What this exercise asks:
1. Sum up the forum post about knife play in two sentences.
2. Go on with the forum post about knife play, picking up right after its last sentence.

Text to read:
When you use examples that are too far removed from a situation it looses potency.  Lets bring your example closer to home, knife play.  Personally I do not enjoy it, my girlfriend was ruined to it when a previous lover of hers swore they knew what they were doing, and in fact did not, cutting her deeply leaving scars and causing actual pain.  In knife play it is *VERY* important to know what you are doing, know where the nerve clusters are, know how deep the skin is, where it is stretch to tightly and so on.  Knife play can be enjoyable if someone knows what they are doing, being able to cut just a little in the skin where it will heal without scars and is not likely to even bleed much, you have to know where major nerve clusters are to avoid them becuase if you hit a nerve cluster like the ones at the sides of your spine near the lumbar, you can cause excruciating pain and real permanent damage.  Lets say that in books 2 or 3 (which I have not read) they do some knife play.  Some couple reads it, decides they know what they are doing, and one of them presses to deeply, or splits a nerve cluster.  If you damage a major nerve cluster, it will never heal, you will be in pain for the rest of your life.  Or worse, one of them slips and nicks an artery.

Unfortunately that example plays more off of the need for proper research, and not off of my actual complaint.  But the point is still that the book is being propagated as a misrepresentation of BDSM.

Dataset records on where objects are
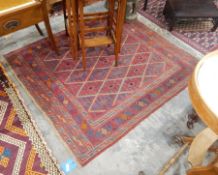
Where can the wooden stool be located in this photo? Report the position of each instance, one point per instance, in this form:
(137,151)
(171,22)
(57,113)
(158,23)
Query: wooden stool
(110,22)
(203,91)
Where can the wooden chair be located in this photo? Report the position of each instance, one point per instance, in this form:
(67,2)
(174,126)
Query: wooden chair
(78,28)
(204,94)
(16,15)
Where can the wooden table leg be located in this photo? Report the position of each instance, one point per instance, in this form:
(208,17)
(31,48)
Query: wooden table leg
(145,5)
(39,30)
(215,22)
(65,16)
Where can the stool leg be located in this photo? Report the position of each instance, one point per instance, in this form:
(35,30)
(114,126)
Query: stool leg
(48,27)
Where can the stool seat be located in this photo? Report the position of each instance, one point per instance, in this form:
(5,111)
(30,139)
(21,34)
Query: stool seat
(6,5)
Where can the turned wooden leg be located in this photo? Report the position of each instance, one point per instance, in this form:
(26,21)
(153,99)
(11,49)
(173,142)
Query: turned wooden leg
(145,5)
(116,50)
(215,22)
(39,30)
(65,16)
(48,27)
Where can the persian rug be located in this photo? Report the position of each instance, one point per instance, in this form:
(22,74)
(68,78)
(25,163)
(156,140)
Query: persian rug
(93,109)
(22,151)
(195,33)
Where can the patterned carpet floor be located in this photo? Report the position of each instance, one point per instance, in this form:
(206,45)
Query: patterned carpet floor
(93,109)
(22,150)
(195,33)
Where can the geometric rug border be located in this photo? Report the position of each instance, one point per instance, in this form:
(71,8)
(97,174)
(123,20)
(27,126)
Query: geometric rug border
(30,127)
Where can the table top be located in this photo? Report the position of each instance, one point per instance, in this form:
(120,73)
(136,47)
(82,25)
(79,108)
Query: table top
(207,82)
(194,8)
(6,5)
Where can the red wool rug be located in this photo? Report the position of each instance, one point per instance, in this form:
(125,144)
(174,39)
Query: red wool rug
(93,109)
(22,151)
(197,34)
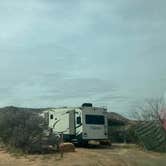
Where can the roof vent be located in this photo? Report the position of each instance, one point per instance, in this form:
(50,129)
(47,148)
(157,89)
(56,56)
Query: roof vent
(87,105)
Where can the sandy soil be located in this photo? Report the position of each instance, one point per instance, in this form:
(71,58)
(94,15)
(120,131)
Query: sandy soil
(118,155)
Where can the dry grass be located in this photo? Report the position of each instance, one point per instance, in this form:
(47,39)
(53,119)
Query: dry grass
(118,155)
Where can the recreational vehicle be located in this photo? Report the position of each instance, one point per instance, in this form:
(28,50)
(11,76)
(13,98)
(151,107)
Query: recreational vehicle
(79,124)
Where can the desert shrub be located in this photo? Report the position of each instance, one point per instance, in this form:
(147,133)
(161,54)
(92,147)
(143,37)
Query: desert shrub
(21,129)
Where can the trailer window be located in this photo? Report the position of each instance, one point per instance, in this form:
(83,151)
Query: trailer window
(94,119)
(79,120)
(51,116)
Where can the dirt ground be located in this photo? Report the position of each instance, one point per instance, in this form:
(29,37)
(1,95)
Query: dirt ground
(117,155)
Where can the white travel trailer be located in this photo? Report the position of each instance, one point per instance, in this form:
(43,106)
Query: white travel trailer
(79,124)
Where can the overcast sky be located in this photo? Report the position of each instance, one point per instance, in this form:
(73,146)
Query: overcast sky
(66,52)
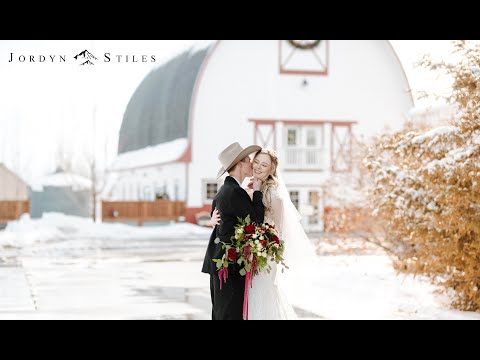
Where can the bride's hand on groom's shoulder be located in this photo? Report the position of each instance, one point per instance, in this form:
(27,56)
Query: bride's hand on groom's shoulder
(249,192)
(250,184)
(215,220)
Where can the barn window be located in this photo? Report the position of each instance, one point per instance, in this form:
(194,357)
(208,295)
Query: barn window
(292,137)
(294,196)
(210,190)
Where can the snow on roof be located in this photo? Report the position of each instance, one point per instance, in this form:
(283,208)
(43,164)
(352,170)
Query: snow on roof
(151,155)
(62,179)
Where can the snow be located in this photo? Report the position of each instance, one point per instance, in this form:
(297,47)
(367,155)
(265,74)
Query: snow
(151,155)
(62,179)
(344,286)
(58,227)
(432,134)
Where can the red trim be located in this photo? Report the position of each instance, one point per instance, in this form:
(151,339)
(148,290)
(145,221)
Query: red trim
(304,122)
(264,122)
(303,72)
(191,212)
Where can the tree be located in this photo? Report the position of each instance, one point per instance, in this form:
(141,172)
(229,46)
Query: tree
(426,186)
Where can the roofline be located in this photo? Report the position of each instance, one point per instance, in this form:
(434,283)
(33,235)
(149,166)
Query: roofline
(13,174)
(412,101)
(186,157)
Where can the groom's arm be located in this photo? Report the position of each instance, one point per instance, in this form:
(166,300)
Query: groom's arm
(258,207)
(243,206)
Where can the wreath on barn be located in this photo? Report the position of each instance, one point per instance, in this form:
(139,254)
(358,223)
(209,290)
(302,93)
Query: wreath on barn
(304,44)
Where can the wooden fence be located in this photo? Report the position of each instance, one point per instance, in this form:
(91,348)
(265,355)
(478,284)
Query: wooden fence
(12,210)
(141,211)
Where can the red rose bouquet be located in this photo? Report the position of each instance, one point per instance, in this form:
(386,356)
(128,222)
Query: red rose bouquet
(251,247)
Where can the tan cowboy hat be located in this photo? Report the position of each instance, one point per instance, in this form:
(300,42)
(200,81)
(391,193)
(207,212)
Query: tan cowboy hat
(233,154)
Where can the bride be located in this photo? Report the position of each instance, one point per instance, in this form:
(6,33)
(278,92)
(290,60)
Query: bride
(268,298)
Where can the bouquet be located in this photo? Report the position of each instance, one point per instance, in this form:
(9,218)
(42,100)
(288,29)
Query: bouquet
(251,247)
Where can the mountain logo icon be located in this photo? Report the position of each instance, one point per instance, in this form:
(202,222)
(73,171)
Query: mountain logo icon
(85,57)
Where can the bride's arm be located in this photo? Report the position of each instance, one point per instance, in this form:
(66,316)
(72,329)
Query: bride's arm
(277,210)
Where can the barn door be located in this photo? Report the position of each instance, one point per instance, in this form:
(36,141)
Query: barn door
(341,147)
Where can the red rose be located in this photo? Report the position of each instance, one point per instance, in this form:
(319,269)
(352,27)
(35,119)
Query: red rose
(232,254)
(249,229)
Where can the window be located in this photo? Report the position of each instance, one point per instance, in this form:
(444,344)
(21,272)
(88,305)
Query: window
(294,196)
(211,189)
(314,202)
(292,137)
(311,137)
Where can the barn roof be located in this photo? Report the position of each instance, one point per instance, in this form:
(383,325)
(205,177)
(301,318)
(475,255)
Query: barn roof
(158,110)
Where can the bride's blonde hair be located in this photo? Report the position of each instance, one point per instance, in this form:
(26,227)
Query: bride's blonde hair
(271,182)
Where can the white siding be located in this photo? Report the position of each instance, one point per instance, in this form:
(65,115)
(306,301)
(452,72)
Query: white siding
(241,81)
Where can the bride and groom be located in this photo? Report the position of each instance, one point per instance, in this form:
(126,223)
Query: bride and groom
(266,200)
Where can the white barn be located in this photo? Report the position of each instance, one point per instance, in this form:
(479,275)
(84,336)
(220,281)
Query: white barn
(305,98)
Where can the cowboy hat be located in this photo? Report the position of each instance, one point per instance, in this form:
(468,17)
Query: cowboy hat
(233,154)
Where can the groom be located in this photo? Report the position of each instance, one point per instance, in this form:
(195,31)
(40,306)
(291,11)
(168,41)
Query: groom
(232,201)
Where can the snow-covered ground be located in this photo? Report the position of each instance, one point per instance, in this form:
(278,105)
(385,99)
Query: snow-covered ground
(68,267)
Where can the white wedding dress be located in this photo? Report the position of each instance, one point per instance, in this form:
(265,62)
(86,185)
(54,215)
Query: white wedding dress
(266,300)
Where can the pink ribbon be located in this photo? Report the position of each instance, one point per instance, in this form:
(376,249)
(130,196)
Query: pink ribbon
(248,281)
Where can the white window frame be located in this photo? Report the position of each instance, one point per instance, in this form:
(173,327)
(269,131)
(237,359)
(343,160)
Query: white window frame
(205,183)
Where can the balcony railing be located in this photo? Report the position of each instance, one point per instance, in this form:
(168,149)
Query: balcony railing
(12,210)
(305,159)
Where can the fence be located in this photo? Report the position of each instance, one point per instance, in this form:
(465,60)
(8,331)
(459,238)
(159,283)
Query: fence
(12,210)
(141,211)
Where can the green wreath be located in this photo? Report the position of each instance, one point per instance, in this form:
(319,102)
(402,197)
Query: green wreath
(304,46)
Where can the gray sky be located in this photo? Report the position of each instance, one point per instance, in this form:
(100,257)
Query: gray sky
(44,106)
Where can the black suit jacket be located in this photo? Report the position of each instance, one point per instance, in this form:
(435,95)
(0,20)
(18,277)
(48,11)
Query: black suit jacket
(232,201)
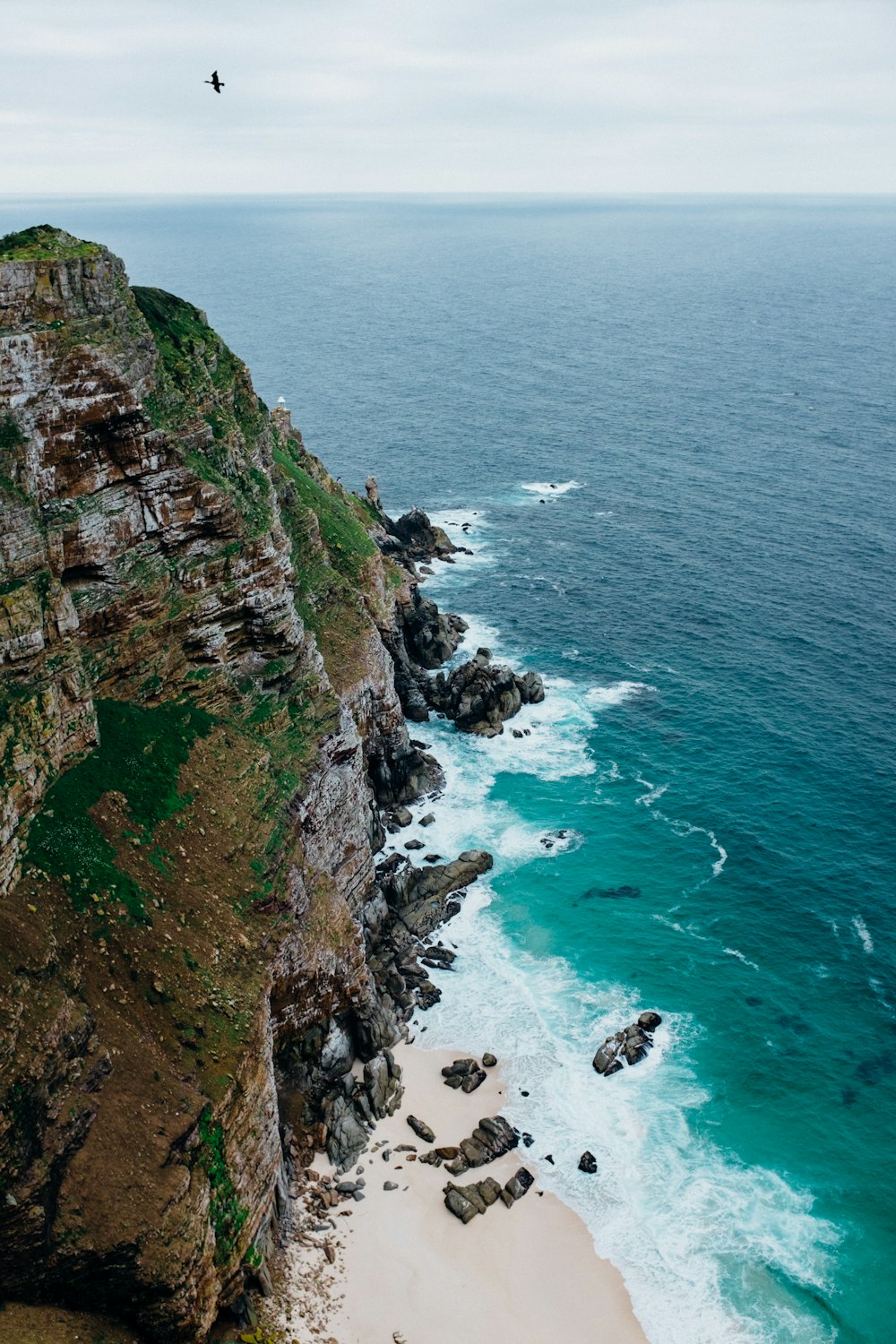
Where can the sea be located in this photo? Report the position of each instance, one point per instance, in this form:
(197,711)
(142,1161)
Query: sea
(664,429)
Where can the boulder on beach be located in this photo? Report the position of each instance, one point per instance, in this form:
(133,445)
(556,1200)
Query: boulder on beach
(519,1185)
(421,1129)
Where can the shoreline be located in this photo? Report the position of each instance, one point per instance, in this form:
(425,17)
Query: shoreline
(405,1269)
(400,1266)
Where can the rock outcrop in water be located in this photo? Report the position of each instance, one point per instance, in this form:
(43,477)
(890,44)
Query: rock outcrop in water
(627,1046)
(479,695)
(206,645)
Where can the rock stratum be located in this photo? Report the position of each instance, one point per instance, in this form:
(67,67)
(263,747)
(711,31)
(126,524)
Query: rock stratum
(207,653)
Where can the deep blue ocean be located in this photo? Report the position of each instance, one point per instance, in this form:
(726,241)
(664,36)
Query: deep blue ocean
(710,594)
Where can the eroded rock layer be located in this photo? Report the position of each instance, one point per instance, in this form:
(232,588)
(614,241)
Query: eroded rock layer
(201,639)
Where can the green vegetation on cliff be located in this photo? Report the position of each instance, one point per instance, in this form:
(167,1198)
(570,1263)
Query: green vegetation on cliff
(43,242)
(140,755)
(226,1212)
(198,376)
(332,554)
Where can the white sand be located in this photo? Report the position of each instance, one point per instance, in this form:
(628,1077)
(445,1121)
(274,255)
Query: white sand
(409,1271)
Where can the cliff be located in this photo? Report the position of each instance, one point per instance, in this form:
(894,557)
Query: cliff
(199,725)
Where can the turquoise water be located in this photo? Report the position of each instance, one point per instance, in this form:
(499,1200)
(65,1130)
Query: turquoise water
(711,599)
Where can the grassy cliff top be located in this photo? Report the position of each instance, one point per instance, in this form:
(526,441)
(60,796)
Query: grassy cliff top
(43,242)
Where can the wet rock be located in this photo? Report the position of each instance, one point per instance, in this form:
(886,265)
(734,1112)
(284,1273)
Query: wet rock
(629,1046)
(519,1185)
(346,1134)
(479,695)
(461,1067)
(427,995)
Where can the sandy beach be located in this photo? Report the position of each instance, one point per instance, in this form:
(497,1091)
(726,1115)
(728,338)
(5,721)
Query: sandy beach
(406,1271)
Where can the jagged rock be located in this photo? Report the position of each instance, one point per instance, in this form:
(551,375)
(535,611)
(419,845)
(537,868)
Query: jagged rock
(465,1202)
(346,1134)
(461,1067)
(458,1204)
(427,995)
(419,538)
(479,695)
(519,1185)
(336,1053)
(438,953)
(471,1081)
(476,1153)
(383,1083)
(492,1137)
(629,1045)
(148,561)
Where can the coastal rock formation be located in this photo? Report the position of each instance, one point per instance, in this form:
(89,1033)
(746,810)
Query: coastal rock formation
(490,1139)
(479,695)
(203,645)
(465,1202)
(627,1046)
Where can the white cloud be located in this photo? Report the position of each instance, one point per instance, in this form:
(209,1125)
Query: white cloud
(418,94)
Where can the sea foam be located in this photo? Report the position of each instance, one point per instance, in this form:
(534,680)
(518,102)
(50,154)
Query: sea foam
(694,1230)
(549,488)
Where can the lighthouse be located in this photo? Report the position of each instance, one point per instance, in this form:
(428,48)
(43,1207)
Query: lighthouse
(281,417)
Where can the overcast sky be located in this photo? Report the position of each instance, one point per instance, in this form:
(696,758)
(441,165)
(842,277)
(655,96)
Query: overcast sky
(559,96)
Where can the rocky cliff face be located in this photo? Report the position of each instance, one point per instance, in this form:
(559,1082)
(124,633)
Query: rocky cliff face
(198,722)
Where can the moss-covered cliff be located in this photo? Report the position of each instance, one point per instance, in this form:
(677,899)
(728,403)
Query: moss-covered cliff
(198,720)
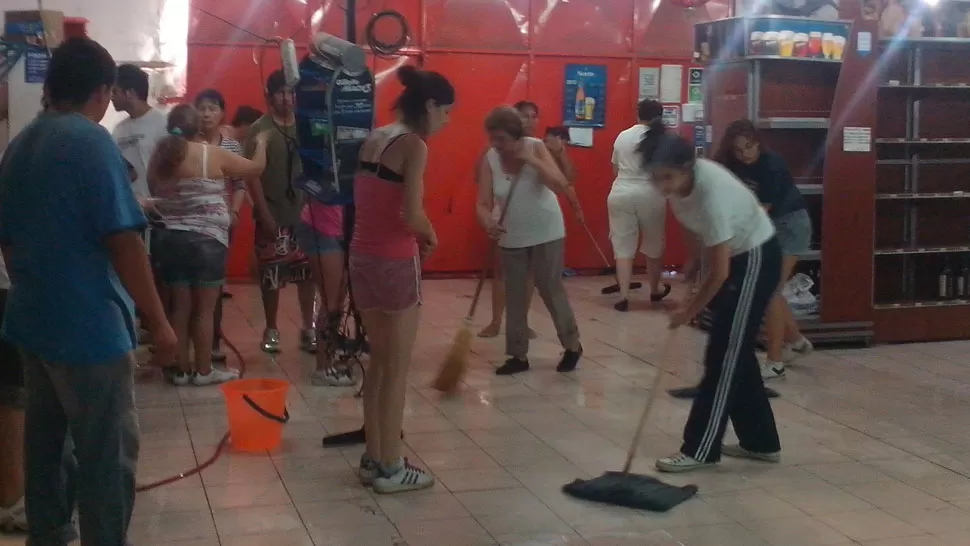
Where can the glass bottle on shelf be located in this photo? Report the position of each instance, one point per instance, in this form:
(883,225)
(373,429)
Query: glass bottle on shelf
(580,106)
(963,281)
(945,282)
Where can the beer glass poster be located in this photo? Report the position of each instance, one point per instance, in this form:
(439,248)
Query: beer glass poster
(584,102)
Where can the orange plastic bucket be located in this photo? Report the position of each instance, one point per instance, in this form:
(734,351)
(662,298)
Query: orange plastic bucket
(257,412)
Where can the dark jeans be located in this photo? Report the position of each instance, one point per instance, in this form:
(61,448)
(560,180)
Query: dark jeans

Answers given:
1. The writer argues that an example loses force when it is far from the situation and brings it closer with knife play, where knowing what you are doing matters because a careless cut can leave scars, permanently damage a nerve cluster, or nick an artery. The writer admits the example is more about the need for proper research than the actual complaint, but holds that the book is being spread as a misrepresentation of BDSM.

2.
> You aren't getting Artanyis' point, Kyle. It would be like writing an  abusive relationship and the author making it blatantly clear that he  felt it was his right to smack around his partner, and then four million  women reading it and thinking, "Oh, so _my _partner smacking me around means he loves me!"
> 
> It's a misappropriation of a BDSM relationship, and the fact that the  author tries to pass it off as 'normal' within that world is even more  pathetic. These people can't even do research, for crying out loud.


Thank you Sam, a tenth of the words and you hit the nail on the head.  My job tends to require me to explain complex issues to people with no backing in computer engineering, yet I can not seem to explain a simple concept about my opinion on the way a book is being promoted.



> I don't think anyone's trying to say BDSM relationships are bad. In  fact, quite the opposite - it's been established that these sorts of  relationships happen quite frequently and are a matter of love and  trust, which is not displayed in _Fifty_. Therein lies the problem;  the misappropriation of a loving, trusting relationship that happens to  lean on BDSM tendencies is perpetuated by everyone who reads it as  'exciting' and totally normal. The characters in this book are a classic  abuse case, which would be fine if that's how this book was marketed  and received, but it's not. People are saying this is how relationships  ought to be, getting ideas about how a real BDSM relationship functions,  and generally setting themselves up for very dangerous events in the  future if they follow this line of thought.
> 
> No, that's not to say that everyone who reads this book is going to go  out and find an intensely controlling psychopath to be their Christian  Grey, but there are those who will, just as there are those  impressionable folk who will look for their Edward Cullen out there, and  that's pretty scary.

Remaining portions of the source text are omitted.